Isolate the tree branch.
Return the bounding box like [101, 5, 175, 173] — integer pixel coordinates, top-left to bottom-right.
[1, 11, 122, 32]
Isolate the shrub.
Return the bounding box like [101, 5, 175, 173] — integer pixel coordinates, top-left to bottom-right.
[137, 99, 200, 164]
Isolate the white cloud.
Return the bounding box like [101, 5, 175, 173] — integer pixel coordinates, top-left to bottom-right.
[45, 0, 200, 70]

++++++++++++++++++++

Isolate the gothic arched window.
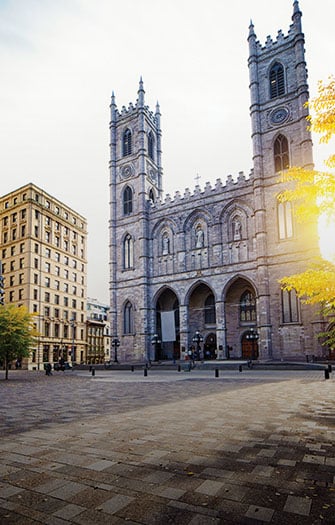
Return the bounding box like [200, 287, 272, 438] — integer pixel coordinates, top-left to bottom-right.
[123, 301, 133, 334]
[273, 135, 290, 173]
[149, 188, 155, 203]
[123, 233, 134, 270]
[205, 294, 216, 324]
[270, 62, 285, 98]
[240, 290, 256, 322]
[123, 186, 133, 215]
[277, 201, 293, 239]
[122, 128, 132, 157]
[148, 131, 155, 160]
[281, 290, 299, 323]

++++++++++++++++++++

PROBLEM REQUIREMENTS:
Report every line of the material above that contains the word "Isolate", reproducing each line in full.

PROBLEM SOLUTION:
Isolate the tree branch.
Isolate the shrub.
Isolate the white cloud.
Isolate the gothic arched window.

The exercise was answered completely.